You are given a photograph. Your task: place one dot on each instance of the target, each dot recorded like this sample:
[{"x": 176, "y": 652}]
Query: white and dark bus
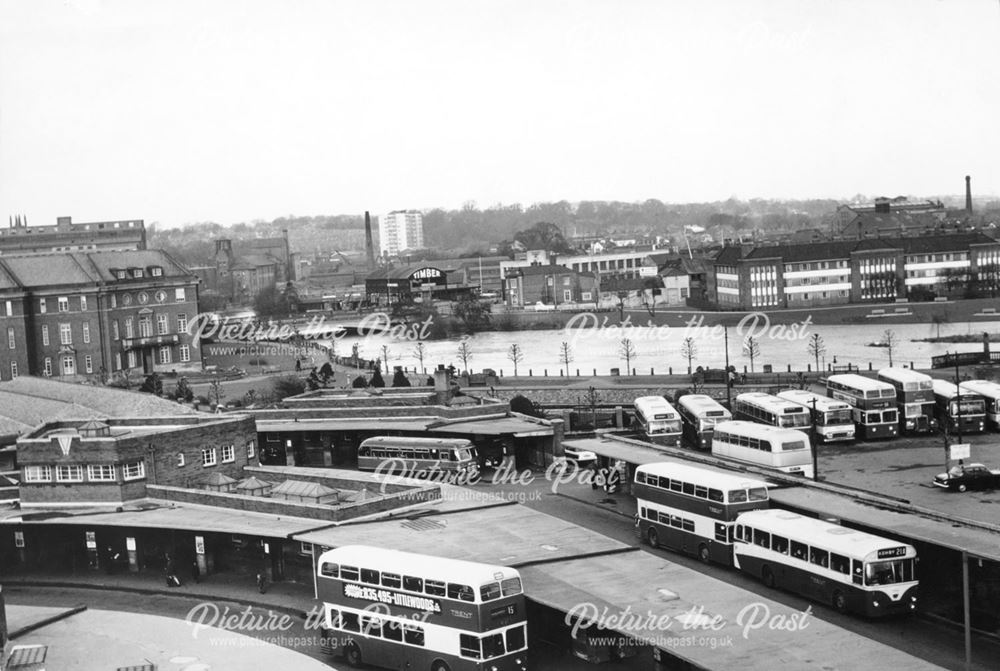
[
  {"x": 699, "y": 415},
  {"x": 404, "y": 610},
  {"x": 874, "y": 403},
  {"x": 787, "y": 450},
  {"x": 833, "y": 419},
  {"x": 848, "y": 569},
  {"x": 990, "y": 391},
  {"x": 914, "y": 399},
  {"x": 691, "y": 509},
  {"x": 658, "y": 420},
  {"x": 756, "y": 406}
]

▸ Task item
Repeat every entry exactly, but leave out the pictures.

▸ Written reply
You are given a photograph. Your task: place one dot on each instance of the target, each dot recorded like this sample:
[{"x": 176, "y": 652}]
Query: white and dark bus
[
  {"x": 699, "y": 415},
  {"x": 404, "y": 610},
  {"x": 874, "y": 403},
  {"x": 787, "y": 450},
  {"x": 833, "y": 419},
  {"x": 848, "y": 569},
  {"x": 990, "y": 391},
  {"x": 914, "y": 399},
  {"x": 691, "y": 509},
  {"x": 658, "y": 420},
  {"x": 756, "y": 406}
]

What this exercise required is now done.